EXTRACT TO READ =
The Issuer accepts responsibility for the information contained in these Final Terms. To the best of its knowledge and belief (having taken all reasonable care to ensure that such is the case), the information contained in these Final Terms is in accordance with the facts and does not contain anything likely to affect the import of such information.
Investors should refer to the sections headed "Risk Factors" in the Base Prospectus for a discussion of certain matters that should be considered when making a decision to invest in the Securities.
Barclays
Final Terms dated 12 June 2013
The distribution of this document and the offer of the Securities in certain jurisdictions may be restricted by law. Persons into whose possession these Final Terms come are required by the Bank to inform themselves about and to observe any such restrictions. Details of selling restrictions for various jurisdictions are set out in "Purchase and Sale" in the Base Prospectus. In particular, the Securities have not been, and will not be, registered under the US Securities Act of 1933, as amended, and are subject to US tax law requirements. Trading in the Securities has not been approved by the US Commodity Futures Trading Commission under the US Commodity Exchange Act of 1936, as amended. Subject to certain exceptions, the Securities may not at any time be offered, sold or delivered in the United States or to US persons, nor may any US persons at any time trade or maintain a position in such Securities.

STATED GOAL A = According to the Barclays final terms, under which US law have the Securities not been registered?
STATED GOAL B = Pick up the Barclays final terms after their last sentence and continue them.
The data that comes after this passage is from a separate source.

GIVEN DATA =
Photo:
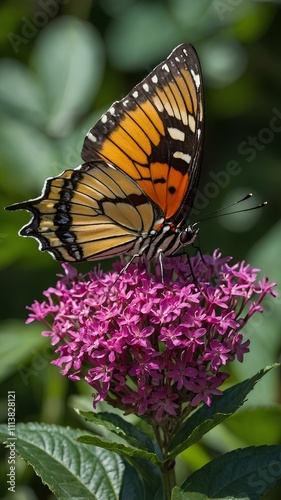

EXERCISE RESPONSE A = The US Securities Act of 1933, as amended.

EXERCISE RESPONSE B =
Index disclaimer:
FTSE 100 Index
The Securities are not in any way sponsored, endorsed, sold or promoted by FTSE International Limited ("FTSE") or by the London Stock Exchange Plc (the "Exchange") or by The Financial Times Limited ("FT") and neither FTSE nor the Exchange nor FT makes any warranty or representation whatsoever, expressly or impliedly, either as to the results to be obtained from the use of the FTSE 100 Index and/or the figure at which such index stands at any particular time on any particular day or otherwise. The FTSE 100 Index is compiled and calculated by FTSE. However, neither FTSE nor the Exchange nor FT shall be liable (whether in negligence or otherwise) to any person for any error in the FTSE 100 Index and neither FTSE or the Exchange or FT shall be under any obligation to advise any person of any error therein.
"FTSE®", "FT-SE®" and "Footsie®" are trade marks of the Exchange and FT and are used by FTSE under licence. "All-World", "All-Share" and "All-Small" are trade marks of FTSE.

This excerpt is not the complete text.